(Source data)

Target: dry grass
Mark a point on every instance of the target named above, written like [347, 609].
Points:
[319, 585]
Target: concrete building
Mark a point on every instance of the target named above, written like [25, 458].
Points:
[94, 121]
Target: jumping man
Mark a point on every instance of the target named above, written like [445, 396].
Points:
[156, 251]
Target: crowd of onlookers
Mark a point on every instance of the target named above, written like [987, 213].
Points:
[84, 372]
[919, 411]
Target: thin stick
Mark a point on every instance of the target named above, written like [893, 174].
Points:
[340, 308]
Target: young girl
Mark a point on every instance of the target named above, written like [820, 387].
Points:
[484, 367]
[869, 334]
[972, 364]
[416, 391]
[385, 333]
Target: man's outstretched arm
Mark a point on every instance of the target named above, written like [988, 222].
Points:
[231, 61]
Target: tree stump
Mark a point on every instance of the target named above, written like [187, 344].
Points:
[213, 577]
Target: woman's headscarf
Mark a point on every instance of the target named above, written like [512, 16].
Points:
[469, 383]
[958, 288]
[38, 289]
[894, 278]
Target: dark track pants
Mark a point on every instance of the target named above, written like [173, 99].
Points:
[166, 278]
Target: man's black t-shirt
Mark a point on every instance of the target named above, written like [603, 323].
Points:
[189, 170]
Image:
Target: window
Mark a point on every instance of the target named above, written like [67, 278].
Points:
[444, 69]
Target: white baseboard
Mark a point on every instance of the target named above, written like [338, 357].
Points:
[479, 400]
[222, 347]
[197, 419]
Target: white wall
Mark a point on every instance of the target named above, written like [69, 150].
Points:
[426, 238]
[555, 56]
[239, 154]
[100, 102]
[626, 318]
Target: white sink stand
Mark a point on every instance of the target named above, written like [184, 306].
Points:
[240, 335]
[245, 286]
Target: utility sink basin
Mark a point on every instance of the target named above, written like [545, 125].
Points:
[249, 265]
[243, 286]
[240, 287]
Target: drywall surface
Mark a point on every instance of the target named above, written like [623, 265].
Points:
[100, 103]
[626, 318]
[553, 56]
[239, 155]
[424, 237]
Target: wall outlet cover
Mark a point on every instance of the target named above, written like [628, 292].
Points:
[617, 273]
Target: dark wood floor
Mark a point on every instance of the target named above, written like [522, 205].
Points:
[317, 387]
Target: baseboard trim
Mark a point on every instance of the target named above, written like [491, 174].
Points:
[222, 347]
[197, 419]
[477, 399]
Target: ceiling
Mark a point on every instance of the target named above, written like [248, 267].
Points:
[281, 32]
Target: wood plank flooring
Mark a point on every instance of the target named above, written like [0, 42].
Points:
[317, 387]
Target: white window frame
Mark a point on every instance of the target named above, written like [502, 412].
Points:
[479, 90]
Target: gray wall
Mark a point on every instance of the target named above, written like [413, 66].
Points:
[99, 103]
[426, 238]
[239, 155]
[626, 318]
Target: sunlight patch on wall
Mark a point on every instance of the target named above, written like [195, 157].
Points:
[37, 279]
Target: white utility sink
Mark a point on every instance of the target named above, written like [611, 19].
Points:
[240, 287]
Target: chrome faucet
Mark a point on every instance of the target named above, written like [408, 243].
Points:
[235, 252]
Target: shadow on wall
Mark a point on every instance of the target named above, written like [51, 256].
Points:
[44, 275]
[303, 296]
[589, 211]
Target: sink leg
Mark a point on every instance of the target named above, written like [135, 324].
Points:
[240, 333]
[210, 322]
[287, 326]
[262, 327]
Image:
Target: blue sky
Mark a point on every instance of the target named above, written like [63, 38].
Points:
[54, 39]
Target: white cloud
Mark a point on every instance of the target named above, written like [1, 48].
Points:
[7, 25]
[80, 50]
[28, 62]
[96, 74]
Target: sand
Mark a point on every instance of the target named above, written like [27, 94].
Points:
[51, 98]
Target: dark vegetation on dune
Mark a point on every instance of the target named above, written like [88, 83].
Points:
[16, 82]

What to produce - Read the records above. Show each line that has the string "baseboard".

Task answer -
Target: white baseboard
Target: baseboard trim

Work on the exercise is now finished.